Set task 1 -
In the forum thread about car batteries, reproduce the passage word for word, starting at the words "That really sucks." and ending after the words "store sells them.".
-- start of Source text --
Well if that's the case I see the diesel uses an 800CCA battery and utilizes the entire battery tray, might be a bit of overkill though, LOL. I've had pretty good luck with Interstate in the past, but am somewhat leaning toward the DieHard AGM this time.


----------



## 2013LT (Jul 3, 2013)

That really sucks. My original Honda battery in my civic lasted 7 years. It was made by Johnson Controls. I wonder who makes the Cruzes batteries. Gonna go look at that thread you posted now.


----------



## 2013LT (Jul 3, 2013)

I'm not totally sure about DieHard AGM but Diehard is a Johnson Controls battery. Interstate is made by Johnson Controls as well. There are only two major battery manufacturers that sell in the US and they are Johnson Controls and Exide. JC is better than Exide. They have been gobbling up all the smaller companies throughout the years and besides Odyssey and a few other real small players that's what you get. My recommendation is to get the cheapest JC battery you can find because they all come out of the same factory and are generally just rebranded for sale depending on what store sells them.
-- end of Source text --
Set task 2 -
Transcribe the entries word for word, beginning at the line that has "Note to the class: indicate the water" and continuing through the final line of the entries.
-- start of Material to process --
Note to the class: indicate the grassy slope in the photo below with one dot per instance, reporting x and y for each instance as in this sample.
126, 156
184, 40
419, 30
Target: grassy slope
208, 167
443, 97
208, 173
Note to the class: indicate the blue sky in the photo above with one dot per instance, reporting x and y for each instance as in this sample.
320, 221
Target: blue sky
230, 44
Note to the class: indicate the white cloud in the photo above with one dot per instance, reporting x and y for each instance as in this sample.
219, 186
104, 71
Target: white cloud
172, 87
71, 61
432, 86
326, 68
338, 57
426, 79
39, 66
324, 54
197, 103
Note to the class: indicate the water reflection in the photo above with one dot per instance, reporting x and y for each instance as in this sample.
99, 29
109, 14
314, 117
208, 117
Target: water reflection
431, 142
-- end of Material to process --
Answer 1 -
That really sucks. My original Honda battery in my civic lasted 7 years. It was made by Johnson Controls. I wonder who makes the Cruzes batteries. Gonna go look at that thread you posted now.


----------



## 2013LT (Jul 3, 2013)

I'm not totally sure about DieHard AGM but Diehard is a Johnson Controls battery. Interstate is made by Johnson Controls as well. There are only two major battery manufacturers that sell in the US and they are Johnson Controls and Exide. JC is better than Exide. They have been gobbling up all the smaller companies throughout the years and besides Odyssey and a few other real small players that's what you get. My recommendation is to get the cheapest JC battery you can find because they all come out of the same factory and are generally just rebranded for sale depending on what store sells them.

Answer 2 -
Note to the class: indicate the water reflection in the photo above with one dot per instance, reporting x and y for each instance as in this sample.
99, 29
109, 14
314, 117
208, 117
Target: water reflection
431, 142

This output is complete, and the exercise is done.